§ YOUR ASSIGNMENT:
Please return exactly the lines from the one containing "Query: layered rock" through the end of the records, including both.

§ DATA FOR THIS EXERCISE:
● ● ●

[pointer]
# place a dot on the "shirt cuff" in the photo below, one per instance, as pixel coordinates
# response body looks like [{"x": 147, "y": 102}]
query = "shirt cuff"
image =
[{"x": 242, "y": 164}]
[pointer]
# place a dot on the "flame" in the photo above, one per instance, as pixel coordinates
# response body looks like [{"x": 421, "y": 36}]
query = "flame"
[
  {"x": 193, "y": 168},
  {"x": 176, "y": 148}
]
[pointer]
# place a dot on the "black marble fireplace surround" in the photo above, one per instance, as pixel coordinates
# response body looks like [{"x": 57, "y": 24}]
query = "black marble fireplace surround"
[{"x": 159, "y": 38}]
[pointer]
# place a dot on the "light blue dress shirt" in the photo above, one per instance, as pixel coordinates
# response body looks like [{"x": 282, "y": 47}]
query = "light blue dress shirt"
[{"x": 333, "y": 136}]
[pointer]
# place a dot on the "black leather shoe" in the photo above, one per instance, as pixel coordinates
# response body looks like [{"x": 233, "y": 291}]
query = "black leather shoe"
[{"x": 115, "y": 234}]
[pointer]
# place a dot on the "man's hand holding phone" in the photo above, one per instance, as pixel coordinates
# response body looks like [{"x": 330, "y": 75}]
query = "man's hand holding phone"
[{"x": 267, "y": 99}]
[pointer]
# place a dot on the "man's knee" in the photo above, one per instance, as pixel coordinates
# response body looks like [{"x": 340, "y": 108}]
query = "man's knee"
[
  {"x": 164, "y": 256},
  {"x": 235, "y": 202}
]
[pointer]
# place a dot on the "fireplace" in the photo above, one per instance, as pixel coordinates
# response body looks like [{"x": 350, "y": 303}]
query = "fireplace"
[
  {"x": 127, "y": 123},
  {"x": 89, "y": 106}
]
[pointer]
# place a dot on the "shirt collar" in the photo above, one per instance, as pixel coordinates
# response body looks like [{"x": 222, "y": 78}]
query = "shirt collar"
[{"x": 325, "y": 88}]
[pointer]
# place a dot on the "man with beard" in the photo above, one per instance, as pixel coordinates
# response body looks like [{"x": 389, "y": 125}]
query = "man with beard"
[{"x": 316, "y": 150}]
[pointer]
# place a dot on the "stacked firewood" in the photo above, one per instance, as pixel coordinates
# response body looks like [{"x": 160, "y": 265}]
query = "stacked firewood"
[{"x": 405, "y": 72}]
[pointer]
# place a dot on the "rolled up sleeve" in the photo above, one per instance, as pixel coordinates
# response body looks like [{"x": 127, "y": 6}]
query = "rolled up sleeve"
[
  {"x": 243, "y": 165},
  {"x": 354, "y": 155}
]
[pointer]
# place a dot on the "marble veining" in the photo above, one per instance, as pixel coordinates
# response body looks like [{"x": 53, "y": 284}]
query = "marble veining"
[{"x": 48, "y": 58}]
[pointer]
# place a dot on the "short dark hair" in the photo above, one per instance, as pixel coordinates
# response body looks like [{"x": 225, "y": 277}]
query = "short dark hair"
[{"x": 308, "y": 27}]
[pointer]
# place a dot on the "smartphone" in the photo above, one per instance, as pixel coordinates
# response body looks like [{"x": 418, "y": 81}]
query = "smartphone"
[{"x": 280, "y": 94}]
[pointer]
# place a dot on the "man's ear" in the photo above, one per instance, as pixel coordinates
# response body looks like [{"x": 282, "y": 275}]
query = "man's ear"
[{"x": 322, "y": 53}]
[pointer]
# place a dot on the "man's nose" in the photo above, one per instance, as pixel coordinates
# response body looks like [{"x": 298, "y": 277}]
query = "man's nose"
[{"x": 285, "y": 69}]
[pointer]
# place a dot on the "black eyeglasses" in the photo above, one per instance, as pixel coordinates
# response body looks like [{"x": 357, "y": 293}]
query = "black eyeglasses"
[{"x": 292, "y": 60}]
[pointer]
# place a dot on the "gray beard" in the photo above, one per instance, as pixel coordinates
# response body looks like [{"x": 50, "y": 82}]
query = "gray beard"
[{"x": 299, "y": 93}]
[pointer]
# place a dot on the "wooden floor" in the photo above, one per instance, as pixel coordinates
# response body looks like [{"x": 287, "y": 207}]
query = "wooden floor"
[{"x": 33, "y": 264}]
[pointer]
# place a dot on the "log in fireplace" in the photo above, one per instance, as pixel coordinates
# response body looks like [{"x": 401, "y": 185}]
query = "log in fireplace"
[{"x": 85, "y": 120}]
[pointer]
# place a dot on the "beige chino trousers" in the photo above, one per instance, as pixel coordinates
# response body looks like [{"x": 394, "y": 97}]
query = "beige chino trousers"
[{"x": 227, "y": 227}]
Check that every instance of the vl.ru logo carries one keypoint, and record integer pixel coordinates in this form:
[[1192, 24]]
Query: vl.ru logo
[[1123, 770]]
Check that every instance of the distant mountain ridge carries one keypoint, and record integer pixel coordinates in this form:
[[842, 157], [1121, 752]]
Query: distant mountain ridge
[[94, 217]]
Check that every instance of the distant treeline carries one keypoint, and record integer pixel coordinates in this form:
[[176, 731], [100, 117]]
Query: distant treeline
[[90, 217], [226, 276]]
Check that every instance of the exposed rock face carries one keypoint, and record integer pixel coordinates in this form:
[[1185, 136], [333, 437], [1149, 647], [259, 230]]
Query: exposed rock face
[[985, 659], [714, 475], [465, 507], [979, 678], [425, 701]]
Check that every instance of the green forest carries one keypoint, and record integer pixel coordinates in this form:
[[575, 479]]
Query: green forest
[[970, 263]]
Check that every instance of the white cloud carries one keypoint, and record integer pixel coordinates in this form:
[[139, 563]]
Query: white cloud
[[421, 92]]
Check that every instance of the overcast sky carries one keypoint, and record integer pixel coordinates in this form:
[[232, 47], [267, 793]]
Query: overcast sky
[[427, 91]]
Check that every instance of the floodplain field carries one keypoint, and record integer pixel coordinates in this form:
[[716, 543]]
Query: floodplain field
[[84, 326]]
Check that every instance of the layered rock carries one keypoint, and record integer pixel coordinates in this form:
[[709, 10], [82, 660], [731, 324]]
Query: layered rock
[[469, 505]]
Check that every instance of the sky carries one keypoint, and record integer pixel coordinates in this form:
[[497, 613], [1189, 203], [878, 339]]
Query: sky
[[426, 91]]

● ● ●

§ THE ANSWER:
Query: layered rock
[[469, 505]]
Check that every instance of the sky carries one keypoint, and record integer pixel coordinates in this form:
[[497, 613], [1189, 203], [878, 339]]
Query: sky
[[426, 91]]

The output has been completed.